Source extract
···

These dates and locations lent more weight to Bishop Eacott’s timeline.
Returning the vestments home
A party of four – Dale, Joan, Bishop Eacott and his wife Sandy – were moved to repatriate the vestments to the Catholic Church and drove up to Brisbane archdiocese’s archives to return them after more than 100 years.
Archivist Kate Ashton received the vestments on behalf of the Church and said she was happy to see their safe return.
There were still many questions left unanswered, she said.
Foremost was the exact identity of the church where Arthur had found the vestments and the relation, if any, the vestments had to each other in a liturgical setting.
About 40 minutes into the meeting with Ms Ashton to return the vestments, long-time Brisbane archdiocesan archivist Fr Chris Hanlon walked through the door of the archives with three theories, which he had earmarked in an email ahead of time.
The first theory regarded the bird image on the hood of the cope.
“It’s the pious pelican,” Fr Hanlon said.
The working theory of the image of a “dying swan” was, ironically, dead in the water as Fr Hanlon explained a somewhat esoteric image derived from an ancient legend about pelicans.

It was once believed, Fr Hanlon said, that during times of famine, the pelican would pierce its own breast and feed its blood to its chicks – some theories went so far as to say the pelican could resurrect its dead chicks with the blood.
While modern research shows neither of these beliefs hold truth, medieval Christians attached the imagery of this self-sacrificial act to Jesus Christ’s sacrifice in His Most Precious Blood for the salvation of humanity.
Fr Hanlon’s second theory then fit more neatly together – that the stole, which had vineyard imagery, and the cope hood, which had the pious pelican image, were part of a set.
Not only were the stole and cope hood both cloth of gold with similar red bordering, the Eucharistic imagery they bore suggested they belonged to a set for the Solemnity of Corpus Christi – the Most Holy Body and Blood of Jesus Christ.
In addition, the area of Belgium Bishop Eacott had suggested for Arthur’s find was known for its Corpus Christi devotion because St Thomas Aquinas and Pope Urban IV had met there — Pope Urban IV later asked St Thomas Aquinas to compose the Mass for Corpus Christi.
Fr Hanlon’s third theory was that the silk, rose-coloured vestment was a Roman Chasuble, colloquially dubbed the fiddle’s back for its resemblance to the instrument’s shape.
He said rose-coloured vestments were rare because the Church’s liturgical calendar only had two days with the rose colour – the third Sunday of Advent and the fourth Sunday of Lent.
Many places through history did not have the rose vestments, he said, including where he grew up in Central Queensland.
To see rose-coloured Roman Chasuble suggests they were a “luxury” item, which supports the idea the church was well resourced.
Fr Hanlon placed the manufacture of all the vestments most likely at a convent in Flanders.
Ecumenism through faith-filled eyes
The story of the vestments is only beginning to be unearthed as Ms Ashton and Fr Hanlon study them more closely and work out the logistics of possibly returning them to the Diocese of Brugge.
Fr Hanlon said the fact that four people from another tradition found these vestments and were moved to repatriate them to the Catholic Church was beautiful.
“We talk a lot these days about repatriating heritage objects and how wonderful it is that after all these years, there are people who are out there – I mean the ladies – who were so concerned with doing the right thing by these Catholic objects repatriating and returning them to their place of origin in the Catholic Church,” he said.
He said there was also a strong ecumenical feeling to the day.
“I’m fairly proud of that because let’s face it, out there in the wider society, there are a lot of people who would say ‘well what’s the point of it’, ‘they’ll never be used again’, and ‘we don’t even know precisely where they came from’,” he said.
“But the important thing is that in the minds and hearts of (Dale Paynting and Joan Croft) and of the man himself (Arthur Paynting) who obviously told the story, it was important that the vestments come back home.”

···

Data supplied

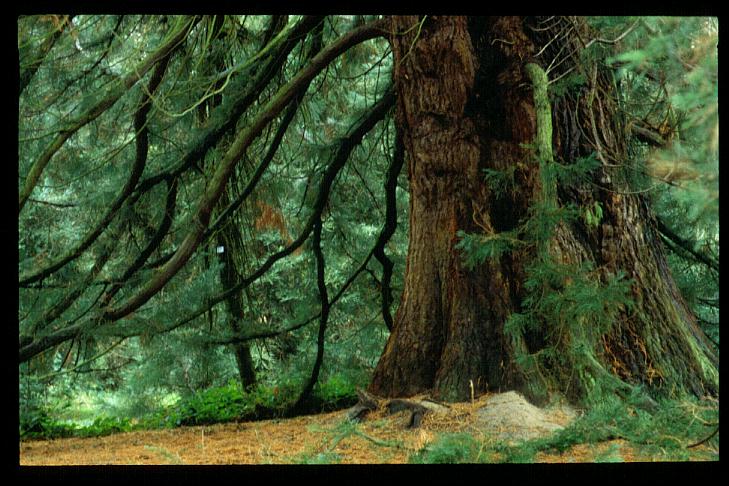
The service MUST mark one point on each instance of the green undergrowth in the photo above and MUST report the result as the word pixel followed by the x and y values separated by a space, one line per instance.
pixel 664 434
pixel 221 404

···

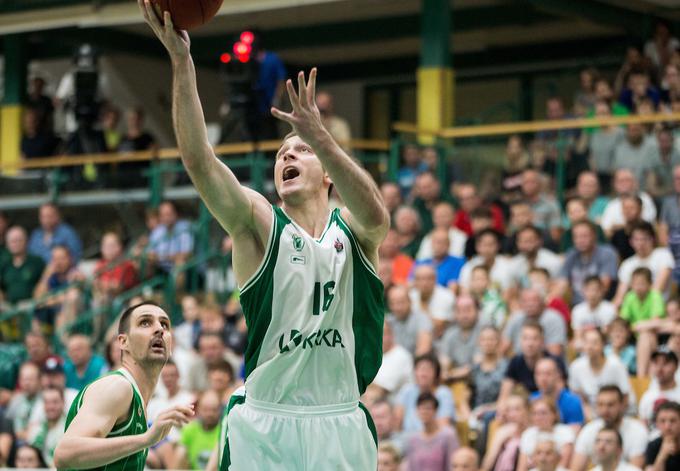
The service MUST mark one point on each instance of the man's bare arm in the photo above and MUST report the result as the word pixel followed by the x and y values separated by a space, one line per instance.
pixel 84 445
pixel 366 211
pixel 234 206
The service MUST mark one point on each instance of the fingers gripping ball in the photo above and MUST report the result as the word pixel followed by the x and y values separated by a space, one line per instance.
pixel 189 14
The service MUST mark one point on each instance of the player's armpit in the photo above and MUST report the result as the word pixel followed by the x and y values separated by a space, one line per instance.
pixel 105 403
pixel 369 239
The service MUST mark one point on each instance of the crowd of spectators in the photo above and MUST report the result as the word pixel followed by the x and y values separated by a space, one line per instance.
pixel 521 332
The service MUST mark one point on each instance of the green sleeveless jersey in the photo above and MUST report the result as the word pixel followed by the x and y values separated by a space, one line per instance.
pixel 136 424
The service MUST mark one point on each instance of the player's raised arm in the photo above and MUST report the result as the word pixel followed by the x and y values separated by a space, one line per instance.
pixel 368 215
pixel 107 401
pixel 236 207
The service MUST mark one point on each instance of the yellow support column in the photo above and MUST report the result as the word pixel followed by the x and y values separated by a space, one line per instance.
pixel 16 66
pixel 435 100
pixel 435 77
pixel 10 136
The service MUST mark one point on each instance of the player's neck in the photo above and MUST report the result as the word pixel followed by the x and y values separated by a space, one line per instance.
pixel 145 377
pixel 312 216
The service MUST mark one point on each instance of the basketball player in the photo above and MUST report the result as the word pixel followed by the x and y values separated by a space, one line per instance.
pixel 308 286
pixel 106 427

···

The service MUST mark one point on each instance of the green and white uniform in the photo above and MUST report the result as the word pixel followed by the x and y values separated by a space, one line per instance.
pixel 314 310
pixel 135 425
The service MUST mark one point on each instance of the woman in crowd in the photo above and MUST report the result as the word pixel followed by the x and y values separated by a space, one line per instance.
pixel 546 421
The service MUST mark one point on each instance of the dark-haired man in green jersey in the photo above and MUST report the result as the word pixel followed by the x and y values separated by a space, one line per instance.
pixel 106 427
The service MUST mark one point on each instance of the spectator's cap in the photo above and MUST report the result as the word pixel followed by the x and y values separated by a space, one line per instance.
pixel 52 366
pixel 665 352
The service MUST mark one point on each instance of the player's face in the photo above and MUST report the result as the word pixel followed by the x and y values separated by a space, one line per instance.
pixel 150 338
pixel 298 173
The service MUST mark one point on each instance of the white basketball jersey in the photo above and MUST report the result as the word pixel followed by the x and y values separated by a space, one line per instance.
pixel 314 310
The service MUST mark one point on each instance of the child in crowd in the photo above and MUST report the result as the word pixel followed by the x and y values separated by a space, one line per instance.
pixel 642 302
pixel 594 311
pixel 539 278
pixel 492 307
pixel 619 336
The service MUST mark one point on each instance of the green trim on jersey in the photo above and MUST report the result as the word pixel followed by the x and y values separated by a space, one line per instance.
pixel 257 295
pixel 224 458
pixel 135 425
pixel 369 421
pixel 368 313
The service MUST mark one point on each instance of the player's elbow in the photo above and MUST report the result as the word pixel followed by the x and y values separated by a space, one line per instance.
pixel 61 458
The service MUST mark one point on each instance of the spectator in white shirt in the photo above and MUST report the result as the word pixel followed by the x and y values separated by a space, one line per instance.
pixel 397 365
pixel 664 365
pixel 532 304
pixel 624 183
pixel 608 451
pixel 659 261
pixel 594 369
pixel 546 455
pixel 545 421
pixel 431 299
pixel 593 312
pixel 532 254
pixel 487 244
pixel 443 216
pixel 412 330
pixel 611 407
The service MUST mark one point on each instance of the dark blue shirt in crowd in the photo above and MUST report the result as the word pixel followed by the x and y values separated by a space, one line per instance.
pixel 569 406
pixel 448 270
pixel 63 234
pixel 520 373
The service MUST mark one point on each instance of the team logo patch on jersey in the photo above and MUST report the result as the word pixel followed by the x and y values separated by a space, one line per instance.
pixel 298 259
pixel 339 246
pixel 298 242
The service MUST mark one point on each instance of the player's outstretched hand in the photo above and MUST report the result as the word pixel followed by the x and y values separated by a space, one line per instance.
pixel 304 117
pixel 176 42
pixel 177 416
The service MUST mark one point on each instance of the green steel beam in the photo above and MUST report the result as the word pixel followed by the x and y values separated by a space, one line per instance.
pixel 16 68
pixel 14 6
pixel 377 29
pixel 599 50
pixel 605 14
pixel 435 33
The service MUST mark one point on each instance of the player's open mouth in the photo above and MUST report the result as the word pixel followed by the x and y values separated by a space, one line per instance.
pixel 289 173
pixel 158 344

···

Apply what you read
[1] Answer these from the vestments article:
(a) Who received the vestments on behalf of the Church?
(b) What did Fr Hanlon say the bird image on the hood of the cope was?
(c) Which two days of the Church's liturgical calendar have the rose color?
[2] Rewrite the vestments article from "Returning the vestments" to "their safe return.", putting "traveled" in place of "drove".

Solutions to the exercise
[1]
(a) Archivist Kate Ashton
(b) The pious pelican
(c) The third Sunday of Advent and the fourth Sunday of Lent

[2]
Returning the vestments home
A party of four – Dale, Joan, Bishop Eacott and his wife Sandy – were moved to repatriate the vestments to the Catholic Church and traveled up to Brisbane archdiocese’s archives to return them after more than 100 years.
Archivist Kate Ashton received the vestments on behalf of the Church and said she was happy to see their safe return.